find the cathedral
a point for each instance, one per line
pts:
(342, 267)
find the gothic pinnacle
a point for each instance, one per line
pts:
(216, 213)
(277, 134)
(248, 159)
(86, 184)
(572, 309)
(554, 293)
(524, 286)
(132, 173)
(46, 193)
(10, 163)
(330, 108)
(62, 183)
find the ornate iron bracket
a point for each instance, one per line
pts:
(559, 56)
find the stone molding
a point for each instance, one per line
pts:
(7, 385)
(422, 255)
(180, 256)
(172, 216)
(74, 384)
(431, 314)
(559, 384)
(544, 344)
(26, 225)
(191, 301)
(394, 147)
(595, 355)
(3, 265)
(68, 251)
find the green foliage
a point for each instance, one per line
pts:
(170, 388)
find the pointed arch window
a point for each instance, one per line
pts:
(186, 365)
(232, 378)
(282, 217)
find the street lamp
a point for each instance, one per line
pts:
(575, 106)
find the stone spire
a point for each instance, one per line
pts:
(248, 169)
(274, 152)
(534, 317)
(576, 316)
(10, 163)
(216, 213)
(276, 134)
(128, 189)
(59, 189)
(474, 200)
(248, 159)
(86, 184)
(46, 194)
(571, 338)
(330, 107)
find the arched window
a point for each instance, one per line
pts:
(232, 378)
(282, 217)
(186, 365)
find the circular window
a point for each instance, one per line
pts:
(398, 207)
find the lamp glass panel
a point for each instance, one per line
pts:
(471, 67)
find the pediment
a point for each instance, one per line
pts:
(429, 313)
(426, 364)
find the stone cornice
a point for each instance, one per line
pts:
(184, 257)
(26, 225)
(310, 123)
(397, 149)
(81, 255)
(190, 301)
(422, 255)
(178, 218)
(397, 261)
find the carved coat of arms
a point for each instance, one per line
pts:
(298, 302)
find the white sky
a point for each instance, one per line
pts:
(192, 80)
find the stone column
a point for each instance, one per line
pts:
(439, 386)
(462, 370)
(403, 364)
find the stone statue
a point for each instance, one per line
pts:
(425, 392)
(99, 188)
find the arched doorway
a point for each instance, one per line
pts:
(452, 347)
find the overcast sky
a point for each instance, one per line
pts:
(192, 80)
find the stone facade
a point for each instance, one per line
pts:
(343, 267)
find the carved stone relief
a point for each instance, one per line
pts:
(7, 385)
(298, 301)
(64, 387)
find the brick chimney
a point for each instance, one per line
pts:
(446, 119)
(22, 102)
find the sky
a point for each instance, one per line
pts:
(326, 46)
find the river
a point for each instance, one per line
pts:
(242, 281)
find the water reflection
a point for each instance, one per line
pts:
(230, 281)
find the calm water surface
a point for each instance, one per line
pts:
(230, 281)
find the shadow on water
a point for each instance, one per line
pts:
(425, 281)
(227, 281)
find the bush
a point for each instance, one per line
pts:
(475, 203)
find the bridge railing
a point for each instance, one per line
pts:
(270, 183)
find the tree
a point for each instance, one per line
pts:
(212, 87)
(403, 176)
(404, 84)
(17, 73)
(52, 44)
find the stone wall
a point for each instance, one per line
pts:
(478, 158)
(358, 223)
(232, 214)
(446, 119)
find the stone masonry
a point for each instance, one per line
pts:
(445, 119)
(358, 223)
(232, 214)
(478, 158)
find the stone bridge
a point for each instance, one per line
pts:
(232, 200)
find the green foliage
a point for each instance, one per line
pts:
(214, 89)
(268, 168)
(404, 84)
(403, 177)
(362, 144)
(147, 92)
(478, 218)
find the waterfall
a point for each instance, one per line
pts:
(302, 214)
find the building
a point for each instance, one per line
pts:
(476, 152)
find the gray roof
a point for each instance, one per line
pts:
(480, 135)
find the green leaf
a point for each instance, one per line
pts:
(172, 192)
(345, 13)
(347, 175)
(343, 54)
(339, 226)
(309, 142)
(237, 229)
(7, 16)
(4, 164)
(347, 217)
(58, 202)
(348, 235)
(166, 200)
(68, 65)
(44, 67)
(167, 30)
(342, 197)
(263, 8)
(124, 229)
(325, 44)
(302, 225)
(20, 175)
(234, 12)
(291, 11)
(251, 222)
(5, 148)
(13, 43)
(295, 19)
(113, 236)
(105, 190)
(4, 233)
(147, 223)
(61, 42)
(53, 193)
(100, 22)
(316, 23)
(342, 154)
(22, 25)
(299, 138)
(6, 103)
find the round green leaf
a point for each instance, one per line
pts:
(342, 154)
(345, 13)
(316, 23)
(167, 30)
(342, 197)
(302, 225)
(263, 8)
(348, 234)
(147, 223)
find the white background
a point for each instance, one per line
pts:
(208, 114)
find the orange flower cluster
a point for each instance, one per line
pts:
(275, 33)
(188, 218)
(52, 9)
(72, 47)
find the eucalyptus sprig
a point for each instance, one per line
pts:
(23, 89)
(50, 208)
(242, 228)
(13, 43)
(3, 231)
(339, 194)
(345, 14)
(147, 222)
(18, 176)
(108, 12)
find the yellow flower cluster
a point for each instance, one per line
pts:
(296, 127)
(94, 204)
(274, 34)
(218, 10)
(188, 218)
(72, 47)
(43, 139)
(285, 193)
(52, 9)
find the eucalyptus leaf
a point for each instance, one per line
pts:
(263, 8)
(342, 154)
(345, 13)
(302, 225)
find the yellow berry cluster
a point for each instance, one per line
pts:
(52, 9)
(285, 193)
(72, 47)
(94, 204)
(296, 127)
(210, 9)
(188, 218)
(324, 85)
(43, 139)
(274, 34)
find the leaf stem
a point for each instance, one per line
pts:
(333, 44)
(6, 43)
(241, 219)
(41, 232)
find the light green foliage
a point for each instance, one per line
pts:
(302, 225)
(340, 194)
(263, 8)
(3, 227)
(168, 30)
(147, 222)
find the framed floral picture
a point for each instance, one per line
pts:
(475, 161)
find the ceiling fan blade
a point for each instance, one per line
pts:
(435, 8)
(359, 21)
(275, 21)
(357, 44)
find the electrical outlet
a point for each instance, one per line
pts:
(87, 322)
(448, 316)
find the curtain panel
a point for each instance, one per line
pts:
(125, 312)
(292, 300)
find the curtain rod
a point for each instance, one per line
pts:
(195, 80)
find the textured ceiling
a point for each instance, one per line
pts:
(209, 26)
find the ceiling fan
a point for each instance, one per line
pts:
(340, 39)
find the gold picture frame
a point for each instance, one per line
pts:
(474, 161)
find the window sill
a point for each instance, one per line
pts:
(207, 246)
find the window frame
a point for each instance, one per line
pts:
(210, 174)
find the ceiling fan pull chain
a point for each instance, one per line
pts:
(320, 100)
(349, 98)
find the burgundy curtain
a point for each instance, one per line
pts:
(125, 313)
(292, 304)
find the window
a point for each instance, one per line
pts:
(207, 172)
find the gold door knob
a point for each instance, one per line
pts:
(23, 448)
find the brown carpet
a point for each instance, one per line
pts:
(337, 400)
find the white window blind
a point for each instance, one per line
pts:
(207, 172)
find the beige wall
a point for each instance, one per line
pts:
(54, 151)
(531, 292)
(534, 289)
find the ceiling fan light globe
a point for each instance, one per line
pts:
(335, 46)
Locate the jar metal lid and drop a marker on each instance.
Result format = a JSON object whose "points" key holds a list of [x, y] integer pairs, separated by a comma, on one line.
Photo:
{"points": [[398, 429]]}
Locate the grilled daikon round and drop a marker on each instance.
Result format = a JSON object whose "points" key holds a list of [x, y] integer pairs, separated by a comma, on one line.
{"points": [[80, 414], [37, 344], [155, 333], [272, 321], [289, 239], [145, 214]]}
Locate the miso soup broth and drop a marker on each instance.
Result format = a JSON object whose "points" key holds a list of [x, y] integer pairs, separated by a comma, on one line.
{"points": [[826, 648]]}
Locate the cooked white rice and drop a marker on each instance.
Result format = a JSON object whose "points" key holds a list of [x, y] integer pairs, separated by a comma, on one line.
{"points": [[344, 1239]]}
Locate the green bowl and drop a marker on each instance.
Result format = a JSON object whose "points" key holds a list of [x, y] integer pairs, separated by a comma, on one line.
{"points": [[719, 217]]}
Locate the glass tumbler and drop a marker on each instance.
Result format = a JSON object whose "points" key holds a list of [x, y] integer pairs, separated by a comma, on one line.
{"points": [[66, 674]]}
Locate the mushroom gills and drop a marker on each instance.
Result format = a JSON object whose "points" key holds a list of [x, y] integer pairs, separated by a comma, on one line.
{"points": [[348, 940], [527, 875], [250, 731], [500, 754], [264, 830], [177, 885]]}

- _Do this_: Nothing but the lines from the one with "find the ceiling fan pull chain" through the end of the data above should be repeated, each exactly as it stands.

- _Worked answer_:
find the ceiling fan pull chain
a point for each instance, one per line
pts:
(320, 100)
(349, 98)
find the burgundy curtain
a point for each instance, one per line
pts:
(125, 313)
(292, 304)
find the window
a point for each instance, one per line
pts:
(207, 172)
find the gold door knob
a point for each instance, one per line
pts:
(23, 448)
find the brown carpet
a point for each instance, one per line
pts:
(337, 400)
find the white window blind
a point for each instance, one per line
pts:
(207, 172)
find the beige wall
a point for each instance, one per line
pts:
(54, 151)
(531, 292)
(534, 289)
find the ceiling fan light globe
a point for each instance, one per line
pts:
(335, 46)
Locate the jar metal lid and drop a marker on each instance.
Result format = a JSON object whose "points" key holds a list of [x, y] integer pairs, separated by a comma, on one line.
Photo:
{"points": [[398, 429]]}
Locate the grilled daikon round and drop a marker on each instance.
Result format = a JSON object whose "points" key holds a list of [x, y] integer pairs, separated by a comma, on one line.
{"points": [[80, 414], [37, 344], [155, 333], [272, 321], [289, 239], [145, 214]]}
Locate the miso soup broth and drop a marker on each instance.
Result format = a JSON object whose "points" key holds a list of [x, y] integer pairs, separated by a comma, on one line.
{"points": [[826, 648]]}
Locate the cooked white rice and drop a marker on each instance.
Result format = a JSON object whose "points" key holds a list of [x, y] integer pairs, separated by a comma, on one line.
{"points": [[344, 1239]]}
Locate the green bowl and drop a marker on each instance.
Result format = a JSON object whose "points" key holds a list of [x, y] integer pairs, separated by a comma, on one line.
{"points": [[719, 217]]}
Locate the glass tumbler and drop a marker on each instance.
Result format = a JSON object whose "points" key holds a list of [x, y] integer pairs, separated by a comma, on one line.
{"points": [[66, 674]]}
Locate the mushroom gills and drop a marker on each instance.
Result format = a JSON object whose "points" key holds a list of [x, y] integer pairs, separated by a comma, on one line.
{"points": [[348, 940], [527, 875], [250, 731], [500, 754], [264, 830], [177, 885]]}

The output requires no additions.